▶ _Exercise prompt_:
Reproduce the data below, substituting "widest part" for every occurrence of "thickest part" and leaving all else unchanged.

▶ _Dataset excerpts_:
####################

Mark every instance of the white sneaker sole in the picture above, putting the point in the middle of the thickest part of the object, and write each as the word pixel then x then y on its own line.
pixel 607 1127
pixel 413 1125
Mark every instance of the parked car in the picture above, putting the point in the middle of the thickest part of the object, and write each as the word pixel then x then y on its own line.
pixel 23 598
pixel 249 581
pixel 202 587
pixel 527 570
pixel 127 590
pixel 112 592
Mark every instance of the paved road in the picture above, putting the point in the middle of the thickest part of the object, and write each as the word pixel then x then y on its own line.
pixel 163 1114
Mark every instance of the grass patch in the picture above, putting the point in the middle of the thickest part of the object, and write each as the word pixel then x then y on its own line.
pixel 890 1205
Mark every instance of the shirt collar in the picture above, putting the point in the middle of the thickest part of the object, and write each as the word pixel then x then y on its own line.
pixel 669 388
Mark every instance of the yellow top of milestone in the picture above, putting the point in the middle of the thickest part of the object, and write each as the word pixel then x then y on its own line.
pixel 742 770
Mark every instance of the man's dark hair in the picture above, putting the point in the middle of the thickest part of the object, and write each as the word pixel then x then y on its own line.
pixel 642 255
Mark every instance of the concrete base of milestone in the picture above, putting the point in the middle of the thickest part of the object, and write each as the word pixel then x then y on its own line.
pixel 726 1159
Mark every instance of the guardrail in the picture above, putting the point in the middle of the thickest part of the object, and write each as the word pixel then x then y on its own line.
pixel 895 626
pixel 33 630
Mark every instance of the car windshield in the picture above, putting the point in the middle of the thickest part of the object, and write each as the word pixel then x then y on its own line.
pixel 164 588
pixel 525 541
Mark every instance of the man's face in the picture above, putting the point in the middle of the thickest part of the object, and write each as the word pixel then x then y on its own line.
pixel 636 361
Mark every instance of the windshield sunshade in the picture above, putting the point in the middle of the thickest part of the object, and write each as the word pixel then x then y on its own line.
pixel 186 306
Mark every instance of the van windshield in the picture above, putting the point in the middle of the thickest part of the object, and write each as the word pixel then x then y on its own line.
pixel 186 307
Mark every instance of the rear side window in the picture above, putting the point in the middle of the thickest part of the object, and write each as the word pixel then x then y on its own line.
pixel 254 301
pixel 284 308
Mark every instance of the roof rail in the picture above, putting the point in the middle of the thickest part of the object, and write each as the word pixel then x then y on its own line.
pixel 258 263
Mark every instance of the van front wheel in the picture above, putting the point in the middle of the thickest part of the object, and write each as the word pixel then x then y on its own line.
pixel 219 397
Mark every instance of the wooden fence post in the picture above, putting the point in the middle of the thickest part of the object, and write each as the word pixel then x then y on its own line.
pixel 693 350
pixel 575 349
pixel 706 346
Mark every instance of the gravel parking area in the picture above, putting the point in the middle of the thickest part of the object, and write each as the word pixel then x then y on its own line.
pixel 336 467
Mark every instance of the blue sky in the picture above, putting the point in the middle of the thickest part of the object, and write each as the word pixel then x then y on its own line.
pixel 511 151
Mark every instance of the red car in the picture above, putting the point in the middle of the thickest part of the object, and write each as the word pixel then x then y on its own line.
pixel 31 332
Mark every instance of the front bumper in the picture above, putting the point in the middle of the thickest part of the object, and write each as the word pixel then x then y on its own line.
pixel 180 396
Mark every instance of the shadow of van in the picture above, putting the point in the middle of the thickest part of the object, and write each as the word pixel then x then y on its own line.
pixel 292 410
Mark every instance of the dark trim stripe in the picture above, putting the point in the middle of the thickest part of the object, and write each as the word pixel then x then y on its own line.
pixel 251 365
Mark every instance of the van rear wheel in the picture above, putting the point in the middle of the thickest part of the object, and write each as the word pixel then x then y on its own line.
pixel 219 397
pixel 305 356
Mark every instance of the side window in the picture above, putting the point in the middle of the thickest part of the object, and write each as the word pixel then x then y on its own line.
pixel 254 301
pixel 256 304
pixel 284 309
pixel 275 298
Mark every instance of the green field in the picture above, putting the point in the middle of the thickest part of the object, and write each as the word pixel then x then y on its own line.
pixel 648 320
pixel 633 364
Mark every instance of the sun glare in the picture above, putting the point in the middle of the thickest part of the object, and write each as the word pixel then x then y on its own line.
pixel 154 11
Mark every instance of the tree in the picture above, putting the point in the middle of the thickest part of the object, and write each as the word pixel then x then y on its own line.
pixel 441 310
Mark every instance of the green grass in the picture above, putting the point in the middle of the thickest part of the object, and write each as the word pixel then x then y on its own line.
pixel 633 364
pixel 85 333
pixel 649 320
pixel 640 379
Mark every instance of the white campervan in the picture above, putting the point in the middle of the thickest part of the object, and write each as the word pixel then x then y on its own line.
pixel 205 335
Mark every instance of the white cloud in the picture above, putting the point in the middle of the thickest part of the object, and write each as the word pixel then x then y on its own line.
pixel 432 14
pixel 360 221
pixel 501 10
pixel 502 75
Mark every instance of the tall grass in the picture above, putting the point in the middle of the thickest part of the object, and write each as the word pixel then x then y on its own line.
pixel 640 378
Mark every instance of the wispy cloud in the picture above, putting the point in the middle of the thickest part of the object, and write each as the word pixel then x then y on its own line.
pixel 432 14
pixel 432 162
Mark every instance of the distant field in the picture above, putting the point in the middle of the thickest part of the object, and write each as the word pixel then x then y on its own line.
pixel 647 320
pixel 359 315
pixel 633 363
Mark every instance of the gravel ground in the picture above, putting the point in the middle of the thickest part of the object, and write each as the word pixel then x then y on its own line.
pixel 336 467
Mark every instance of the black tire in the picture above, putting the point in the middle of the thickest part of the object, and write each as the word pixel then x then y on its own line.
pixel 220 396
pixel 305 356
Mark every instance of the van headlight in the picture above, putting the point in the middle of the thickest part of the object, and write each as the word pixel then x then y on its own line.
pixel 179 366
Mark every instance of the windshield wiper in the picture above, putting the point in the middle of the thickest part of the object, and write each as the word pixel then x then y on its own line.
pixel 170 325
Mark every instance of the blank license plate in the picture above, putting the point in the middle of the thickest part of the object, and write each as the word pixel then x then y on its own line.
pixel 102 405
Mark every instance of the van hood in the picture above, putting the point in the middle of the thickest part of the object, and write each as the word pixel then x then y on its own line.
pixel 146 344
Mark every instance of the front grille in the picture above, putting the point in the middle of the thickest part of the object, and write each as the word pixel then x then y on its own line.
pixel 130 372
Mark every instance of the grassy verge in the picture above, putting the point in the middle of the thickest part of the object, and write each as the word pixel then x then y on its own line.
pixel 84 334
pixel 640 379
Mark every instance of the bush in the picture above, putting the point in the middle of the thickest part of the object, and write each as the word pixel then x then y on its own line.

####################

▶ _Solution to the problem_:
Mark every instance of the white sneaker sole in the picture above, putting the point in the middle of the widest part of the object, and write each as the word pixel then x then y on its own line.
pixel 607 1127
pixel 413 1125
Mark every instance of the parked car in the picture above, putting the point in the middle of the widest part of the object, and write each as the word pixel then x then y on its own line.
pixel 23 598
pixel 249 581
pixel 202 587
pixel 527 570
pixel 127 590
pixel 112 592
Mark every instance of the paved road in the picture above, putting the point in the middle of the widest part of the object, and write each as the word pixel then x then y on its own line.
pixel 163 1114
Mark every instance of the grass patch in the picture above, putting the point in the middle of the widest part of the object, and write each as the word pixel then x then y on its own line.
pixel 890 1205
Mark every instance of the shirt collar in the picture above, putting the point in the middle of the widest part of the object, and write each as the word pixel then x then y on its own line.
pixel 669 388
Mark every instance of the yellow top of milestone in the picture above, putting the point in the middle of the widest part of the object, and write each as the word pixel then x then y on its own line.
pixel 742 770
Mark every instance of the man's dark hair in the picture above, putting the point in the middle of the widest part of the object, and write each as the word pixel then x then y on its own line.
pixel 642 255
Mark every instance of the concrete base of milestone in the picture above, putting the point in the middle of the widest part of the object, and write each as the word pixel then x then y on its own line.
pixel 726 1159
Mark every instance of the guardrail in the picture above, putting the point in the middle of the widest part of the object, and write each as the word pixel then x then y on its own line.
pixel 895 626
pixel 33 630
Mark every instance of the car windshield in the picture above, putting the point in the middle of the widest part of the object, and write each as the word pixel then x then y on its own line.
pixel 164 588
pixel 525 541
Mark every instance of the man's face in the picture above, putting the point in the middle of the widest part of the object, and write each as the word pixel then x then y on its own line.
pixel 636 361
Mark every instance of the windshield sunshade in the picture above, putting the point in the middle of the widest part of the object, and write each as the word pixel then x then y on its own line.
pixel 186 306
Mark every instance of the van windshield in the picture above, putting the point in the middle of the widest part of the object, and write each as the word pixel then x then y on its own line.
pixel 186 307
Mark every instance of the rear side window in the picture above, putting the point in the middle of the widest part of the object, and write each as the word pixel then x then y on its own line.
pixel 254 301
pixel 284 308
Mark every instance of the roof rail in the picture above, putting the point in the middle of the widest part of the object, and write each as the word pixel then x then y on its own line.
pixel 258 263
Mark every instance of the van front wheel in the picture above, putting the point in the middle of the widest part of the object, and write each as the word pixel then x then y on its own line.
pixel 219 397
Mark every instance of the wooden fence post in the picture above, putting the point in the middle of the widest part of the object, and write each as the word pixel then x then y on its own line.
pixel 693 350
pixel 575 349
pixel 706 346
Mark every instance of the gravel parking area in the picture above, putting the point in the middle of the widest part of the object, and write each as the word pixel then x then y on its own line.
pixel 336 467
Mark every instance of the blue sky in the picture above, putting the point in the middle of the widest part of the object, and write each as the word pixel then x then y on its own line.
pixel 511 151
Mark every instance of the red car in the picture above, putting the point in the middle of the widest part of the object, and write each as the word pixel then x then y on its own line.
pixel 31 332
Mark every instance of the front bumper in the picture above, putting the point in the middle of the widest part of the object, and write each as the word pixel then x then y on its own line.
pixel 180 396
Mark every instance of the shadow of van in the picture above, putting the point in the middle of the widest part of the object, and write each as the word pixel then x then y on its own line.
pixel 292 410
Mark every instance of the dark trim stripe in the picture above, putting the point in the middle of the widest part of the object, and write each as the word pixel then x then y on its own line.
pixel 251 365
Mark every instance of the van rear wheel in the picture above, putting the point in the middle of the widest part of the object, and write each as the word pixel then x then y on its own line.
pixel 219 397
pixel 305 356
Mark every instance of the side window in the picture above, putting the point in the middle of the widest part of the object, and write each as the word pixel then x then y on its own line.
pixel 254 301
pixel 256 304
pixel 284 309
pixel 275 298
Mark every instance of the green field in the picture above, putting the point in the middle of the widest part of the object, and write each as the word pixel then x then y on its own line.
pixel 648 320
pixel 633 364
Mark every instance of the sun glare in the picture above, putting the point in the middle of the widest part of the object, and write each as the word pixel then x then y on its own line.
pixel 154 11
Mark every instance of the tree in the picture above, putting the point in the middle of the widest part of the object, and write each as the word pixel then x then y on its own line.
pixel 441 310
Mark every instance of the green grass in the picture above, putting the point in the middle of the widest part of the object, and write each as the word pixel then x then y on its own line.
pixel 633 364
pixel 85 333
pixel 649 320
pixel 640 379
Mark every instance of the white campervan in the picture above, putting the point in the middle of the widest part of the object, and write each as the word pixel then x then y on its own line.
pixel 205 335
Mark every instance of the white cloud in the picture above, putting the point in the middle of the widest part of the object, and write each as the word pixel then x then y on its own line.
pixel 432 14
pixel 360 221
pixel 501 10
pixel 502 75
Mark every instance of the tall grass in the picture above, putting the point in the middle of the widest part of the object, and write each as the word pixel then x then y on its own line.
pixel 640 378
Mark every instance of the wispy cloud in the picture above, putting the point in the middle of the widest part of the object, and write each as the word pixel then x then y on its own line.
pixel 432 14
pixel 432 162
Mark every instance of the distant field in the picture above, putting the point in the middle of the widest part of the object, and write each as the word pixel then x then y on its own line.
pixel 647 320
pixel 359 315
pixel 633 363
Mark every instance of the gravel ground in the picture above, putting the point in the middle of the widest part of the object, and write each as the word pixel then x then y on its own line.
pixel 336 467
Mark every instance of the black tire in the picture above, putting the point in the middle of the widest part of the object, and write each as the word pixel then x then y on its own line.
pixel 220 396
pixel 305 356
Mark every instance of the van headlight in the picture above, putting the point in the middle of the widest part of the object, and write each as the word pixel then x then y on its own line.
pixel 179 366
Mark every instance of the windshield wiper in the picture above, putting the point in the middle of the widest part of the object, and write each as the word pixel then x then y on its own line.
pixel 170 325
Mark every instance of the blank license plate in the picture above, putting the point in the middle of the widest part of the object, and write each as the word pixel then x then y on its own line.
pixel 102 405
Mark every instance of the van hood in the picture above, putting the point in the middle of the widest part of the object, and write each as the word pixel then x then y on its own line.
pixel 146 344
Mark every instance of the front grille in the picture above, putting the point in the middle of the widest part of the object, and write each as the word pixel then x then y on its own line.
pixel 130 372
Mark every instance of the grassy verge in the picture above, putting the point in the middle of the widest part of the object, and write each as the word pixel then x then y on its own line.
pixel 84 334
pixel 640 379
Mark every instance of the bush in the picture above, putting the point in the middle of the widest part of the object, and write each as the word pixel then x then y on its own line.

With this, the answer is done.